• _Exercise brief_
The records below must be output exactly, without pictures.

(Pointing and labeling entries)
────────────────────

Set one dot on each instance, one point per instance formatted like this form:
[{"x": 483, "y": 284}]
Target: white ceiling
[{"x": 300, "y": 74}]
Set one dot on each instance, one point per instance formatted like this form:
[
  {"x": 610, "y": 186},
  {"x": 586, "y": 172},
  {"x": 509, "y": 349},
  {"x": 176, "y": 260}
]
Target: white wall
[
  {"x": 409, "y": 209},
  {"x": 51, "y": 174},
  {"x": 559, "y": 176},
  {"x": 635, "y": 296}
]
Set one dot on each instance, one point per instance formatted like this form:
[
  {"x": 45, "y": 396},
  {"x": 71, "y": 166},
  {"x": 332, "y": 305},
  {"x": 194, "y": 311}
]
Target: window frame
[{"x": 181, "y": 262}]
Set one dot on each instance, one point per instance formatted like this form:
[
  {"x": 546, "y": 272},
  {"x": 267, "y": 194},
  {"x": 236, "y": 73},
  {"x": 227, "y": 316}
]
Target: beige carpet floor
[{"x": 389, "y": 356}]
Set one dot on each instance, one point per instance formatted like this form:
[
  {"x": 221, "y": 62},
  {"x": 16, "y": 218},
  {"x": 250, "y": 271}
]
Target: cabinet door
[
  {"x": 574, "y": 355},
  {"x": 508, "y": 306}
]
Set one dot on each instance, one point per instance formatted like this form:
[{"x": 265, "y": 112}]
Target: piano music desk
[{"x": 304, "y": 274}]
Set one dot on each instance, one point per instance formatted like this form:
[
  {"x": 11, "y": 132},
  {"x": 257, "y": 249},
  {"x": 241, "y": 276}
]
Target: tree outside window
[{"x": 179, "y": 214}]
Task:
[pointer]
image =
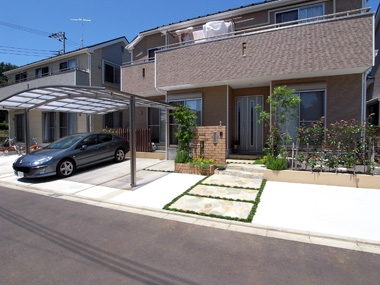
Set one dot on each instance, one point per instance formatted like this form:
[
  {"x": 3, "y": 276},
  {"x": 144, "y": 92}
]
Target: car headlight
[{"x": 42, "y": 160}]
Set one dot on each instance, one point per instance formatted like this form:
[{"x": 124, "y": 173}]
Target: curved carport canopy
[{"x": 84, "y": 100}]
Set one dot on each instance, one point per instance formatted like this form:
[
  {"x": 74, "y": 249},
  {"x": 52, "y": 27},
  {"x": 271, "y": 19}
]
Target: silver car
[{"x": 67, "y": 154}]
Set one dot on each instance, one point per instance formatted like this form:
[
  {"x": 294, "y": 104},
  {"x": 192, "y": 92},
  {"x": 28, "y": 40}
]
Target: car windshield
[{"x": 65, "y": 142}]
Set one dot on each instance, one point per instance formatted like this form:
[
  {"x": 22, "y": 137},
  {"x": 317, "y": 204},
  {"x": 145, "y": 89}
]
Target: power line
[{"x": 25, "y": 29}]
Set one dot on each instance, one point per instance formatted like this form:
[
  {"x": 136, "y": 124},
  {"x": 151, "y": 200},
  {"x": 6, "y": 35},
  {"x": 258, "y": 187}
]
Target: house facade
[
  {"x": 96, "y": 65},
  {"x": 222, "y": 65}
]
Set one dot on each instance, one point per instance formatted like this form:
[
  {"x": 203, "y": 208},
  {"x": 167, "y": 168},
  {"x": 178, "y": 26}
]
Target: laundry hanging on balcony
[
  {"x": 185, "y": 35},
  {"x": 217, "y": 28}
]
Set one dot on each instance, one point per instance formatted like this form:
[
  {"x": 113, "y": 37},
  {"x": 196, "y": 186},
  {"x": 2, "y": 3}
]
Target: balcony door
[{"x": 249, "y": 131}]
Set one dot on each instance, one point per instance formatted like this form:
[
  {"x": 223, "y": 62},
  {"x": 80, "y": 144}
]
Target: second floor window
[
  {"x": 68, "y": 65},
  {"x": 21, "y": 77},
  {"x": 111, "y": 73},
  {"x": 42, "y": 71},
  {"x": 300, "y": 13},
  {"x": 152, "y": 54}
]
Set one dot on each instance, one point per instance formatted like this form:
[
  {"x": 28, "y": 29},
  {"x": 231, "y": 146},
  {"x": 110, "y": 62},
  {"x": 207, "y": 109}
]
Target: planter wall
[
  {"x": 323, "y": 178},
  {"x": 192, "y": 169}
]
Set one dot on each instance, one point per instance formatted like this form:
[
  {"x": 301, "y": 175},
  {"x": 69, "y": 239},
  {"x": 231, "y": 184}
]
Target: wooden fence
[{"x": 143, "y": 138}]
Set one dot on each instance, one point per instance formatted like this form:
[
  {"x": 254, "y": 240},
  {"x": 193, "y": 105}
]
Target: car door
[
  {"x": 105, "y": 149},
  {"x": 87, "y": 150}
]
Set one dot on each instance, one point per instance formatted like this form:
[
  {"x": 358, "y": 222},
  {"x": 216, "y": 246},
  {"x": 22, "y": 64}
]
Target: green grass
[{"x": 247, "y": 220}]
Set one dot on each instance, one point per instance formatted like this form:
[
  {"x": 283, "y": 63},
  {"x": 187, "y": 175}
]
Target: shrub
[
  {"x": 3, "y": 126},
  {"x": 182, "y": 156},
  {"x": 276, "y": 163}
]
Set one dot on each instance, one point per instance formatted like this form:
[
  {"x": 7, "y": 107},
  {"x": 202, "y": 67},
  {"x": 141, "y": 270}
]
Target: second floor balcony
[
  {"x": 321, "y": 46},
  {"x": 73, "y": 76}
]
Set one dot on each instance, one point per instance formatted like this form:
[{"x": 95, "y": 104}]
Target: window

────────────────────

• _Output_
Set one dot on each instance, one point per instance formatted like this form:
[{"x": 483, "y": 284}]
Target: white ceiling
[{"x": 300, "y": 74}]
Set one dot on each instance, one point per instance formatted like this form:
[
  {"x": 610, "y": 186},
  {"x": 586, "y": 172},
  {"x": 509, "y": 349},
  {"x": 176, "y": 260}
]
Target: white wall
[
  {"x": 409, "y": 209},
  {"x": 51, "y": 174},
  {"x": 559, "y": 176},
  {"x": 635, "y": 296}
]
Set one dot on each instance, one point per instance formatted like this form:
[
  {"x": 45, "y": 396},
  {"x": 71, "y": 166},
  {"x": 332, "y": 305},
  {"x": 194, "y": 311}
]
Target: window frame
[{"x": 181, "y": 262}]
Set one dot on each instance, one point per instance formatted like this form:
[
  {"x": 546, "y": 272},
  {"x": 267, "y": 194},
  {"x": 236, "y": 73},
  {"x": 227, "y": 316}
]
Target: beige carpet floor
[{"x": 389, "y": 356}]
Set one dot on each instance, one point per instance formatted like this form:
[
  {"x": 221, "y": 62},
  {"x": 16, "y": 218},
  {"x": 250, "y": 271}
]
Target: cabinet door
[
  {"x": 574, "y": 355},
  {"x": 508, "y": 306}
]
Set one dot on each instance, one point per instance formatted like this form:
[{"x": 265, "y": 112}]
Target: piano music desk
[{"x": 304, "y": 274}]
Set one dot on each instance, one point per instance formatted like this form:
[
  {"x": 11, "y": 132},
  {"x": 257, "y": 249},
  {"x": 241, "y": 276}
]
Target: tree outside window
[{"x": 179, "y": 214}]
Task:
[pointer]
image =
Set one dot on each instance, one point per instance formatted like this form:
[
  {"x": 3, "y": 276},
  {"x": 144, "y": 92}
]
Target: car headlight
[{"x": 42, "y": 160}]
Set one dot on each instance, one point per instance formatted like this form:
[{"x": 124, "y": 173}]
Target: curved carport canopy
[{"x": 84, "y": 100}]
Set one dot on each instance, one point per instance formatted like this form:
[
  {"x": 74, "y": 249},
  {"x": 52, "y": 27},
  {"x": 271, "y": 19}
]
Target: silver car
[{"x": 67, "y": 154}]
Set one dot on each instance, one point per instance formatted like this form:
[
  {"x": 294, "y": 104},
  {"x": 192, "y": 92},
  {"x": 28, "y": 40}
]
Target: car windshield
[{"x": 65, "y": 142}]
Set one dot on each instance, one point per instance formatted like this form:
[
  {"x": 22, "y": 137},
  {"x": 317, "y": 204},
  {"x": 145, "y": 89}
]
Target: power line
[{"x": 25, "y": 29}]
Set one dot on each instance, one point per instance formatted like this form:
[
  {"x": 136, "y": 124},
  {"x": 151, "y": 200},
  {"x": 6, "y": 35},
  {"x": 258, "y": 187}
]
Target: house facade
[
  {"x": 96, "y": 65},
  {"x": 222, "y": 65}
]
Set one dot on each instance, one point per instance formatted like this form:
[
  {"x": 203, "y": 208},
  {"x": 167, "y": 168},
  {"x": 178, "y": 26}
]
Target: laundry hanging on balcony
[
  {"x": 185, "y": 35},
  {"x": 217, "y": 28}
]
Set one dot on each instance, one point per instance formatted like this form:
[
  {"x": 113, "y": 37},
  {"x": 196, "y": 186},
  {"x": 2, "y": 3}
]
Target: balcony door
[{"x": 249, "y": 131}]
Set one dot on each instance, one point per instance formatted like this form:
[
  {"x": 223, "y": 62},
  {"x": 80, "y": 144}
]
Target: second floor window
[
  {"x": 68, "y": 65},
  {"x": 21, "y": 77},
  {"x": 111, "y": 73},
  {"x": 42, "y": 71},
  {"x": 300, "y": 13},
  {"x": 152, "y": 54}
]
Set one dot on each instance, one point per instance formatted like this form:
[
  {"x": 28, "y": 29},
  {"x": 231, "y": 146},
  {"x": 110, "y": 62},
  {"x": 207, "y": 109}
]
Target: planter wall
[
  {"x": 323, "y": 178},
  {"x": 192, "y": 169}
]
Set one dot on each instance, one point per instance formatted like this form:
[
  {"x": 301, "y": 175},
  {"x": 69, "y": 239},
  {"x": 231, "y": 184}
]
Target: wooden fence
[{"x": 143, "y": 138}]
Set one dot on each instance, one point per instance formatted like this form:
[
  {"x": 254, "y": 240},
  {"x": 193, "y": 105}
]
Target: car door
[
  {"x": 105, "y": 149},
  {"x": 87, "y": 150}
]
Set one dot on each instance, one point per instance formatted like this form:
[
  {"x": 358, "y": 222},
  {"x": 216, "y": 246},
  {"x": 22, "y": 64}
]
Target: green grass
[{"x": 247, "y": 220}]
Set one dot on each instance, one point per instance formatted like this form:
[
  {"x": 283, "y": 63},
  {"x": 187, "y": 175}
]
Target: shrub
[
  {"x": 3, "y": 126},
  {"x": 182, "y": 156},
  {"x": 276, "y": 163}
]
Set one dot on each instance, one point per instance formatted like this form:
[
  {"x": 7, "y": 107},
  {"x": 202, "y": 67},
  {"x": 141, "y": 270}
]
Target: second floor balcony
[
  {"x": 321, "y": 46},
  {"x": 73, "y": 76}
]
Set one dot on each instance, one point per instance formatted like this form:
[{"x": 95, "y": 104}]
Target: window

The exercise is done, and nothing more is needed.